Short problem
Pull out every line of the records below that contains the string "target", treating uppercase and lowercase letters as distinct.

Data shown
· · · · ·
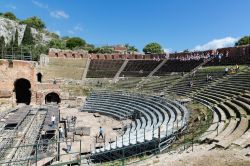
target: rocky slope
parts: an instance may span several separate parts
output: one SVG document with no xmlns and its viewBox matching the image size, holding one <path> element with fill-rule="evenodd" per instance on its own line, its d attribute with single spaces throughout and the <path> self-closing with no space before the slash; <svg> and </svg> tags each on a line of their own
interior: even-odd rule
· · · · ·
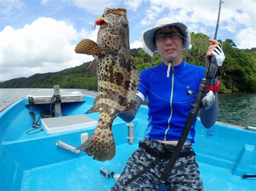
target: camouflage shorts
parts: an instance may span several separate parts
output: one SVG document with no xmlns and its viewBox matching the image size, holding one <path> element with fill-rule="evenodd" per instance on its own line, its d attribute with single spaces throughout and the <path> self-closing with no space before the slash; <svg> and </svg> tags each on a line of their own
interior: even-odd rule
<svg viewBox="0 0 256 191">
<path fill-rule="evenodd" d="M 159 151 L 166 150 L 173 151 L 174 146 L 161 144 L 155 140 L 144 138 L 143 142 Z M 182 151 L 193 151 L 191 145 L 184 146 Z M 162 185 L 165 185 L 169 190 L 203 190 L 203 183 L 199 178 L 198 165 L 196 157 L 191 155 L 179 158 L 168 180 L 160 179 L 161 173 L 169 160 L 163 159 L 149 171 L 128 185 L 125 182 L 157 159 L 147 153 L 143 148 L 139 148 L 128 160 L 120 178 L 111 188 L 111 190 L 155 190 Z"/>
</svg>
· · · · ·
Right answer
target: rocky slope
target: camouflage shorts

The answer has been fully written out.